WHAT TO PRODUCE
In the abstract on evaluating research portfolios below, which platform is used to demonstrate the method?

EXCERPT
Evaluating research portfolios

ABSTRACT

Evaluating whether a portfolio of funded research projects (of a research council), or a portfolio of research papers (the output of a university) is relevant for science and for society required two-dimensional mapping of the project portfolio: (i) projecting the portfolio on a science map showing how the portfolio fits into and possibly shapes the research fronts, and (ii) projecting the portfolio on a map of societal challenges, showing where the portfolio links to societal problem solving or innovation. This requires evaluating in two different ‘languages’: a technical language relating projects to the research front, and a societal language relating the projects to societal challenges. In this use case, we demonstrate a method for doing so, using the SMS-platform. The advantage is that the method is much less dependent on subjective classifications by single experts or a small group of experts, and that it is rather user-friendly.

DATA EXTRACT
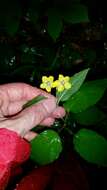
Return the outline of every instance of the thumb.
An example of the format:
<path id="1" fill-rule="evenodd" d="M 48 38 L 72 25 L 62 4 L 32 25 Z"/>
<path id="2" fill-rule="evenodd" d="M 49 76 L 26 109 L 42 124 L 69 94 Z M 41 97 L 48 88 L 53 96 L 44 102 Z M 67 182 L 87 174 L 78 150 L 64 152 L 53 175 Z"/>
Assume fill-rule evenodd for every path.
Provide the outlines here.
<path id="1" fill-rule="evenodd" d="M 52 96 L 41 103 L 38 103 L 32 107 L 26 108 L 20 114 L 18 114 L 15 120 L 14 129 L 17 130 L 21 136 L 24 136 L 34 126 L 39 125 L 45 118 L 56 108 L 56 99 Z"/>

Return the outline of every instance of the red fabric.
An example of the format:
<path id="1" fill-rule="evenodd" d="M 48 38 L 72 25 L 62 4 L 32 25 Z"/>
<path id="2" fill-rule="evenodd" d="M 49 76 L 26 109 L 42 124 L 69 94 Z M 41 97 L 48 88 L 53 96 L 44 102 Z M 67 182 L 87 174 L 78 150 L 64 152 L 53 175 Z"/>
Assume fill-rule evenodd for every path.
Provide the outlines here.
<path id="1" fill-rule="evenodd" d="M 16 190 L 44 190 L 50 182 L 53 172 L 53 165 L 36 168 L 16 185 Z"/>
<path id="2" fill-rule="evenodd" d="M 15 189 L 45 190 L 46 187 L 51 190 L 89 190 L 85 171 L 72 152 L 51 165 L 35 168 Z"/>
<path id="3" fill-rule="evenodd" d="M 30 145 L 17 133 L 0 129 L 0 190 L 7 186 L 11 171 L 30 156 Z"/>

CORRECT OUTPUT
The SMS-platform.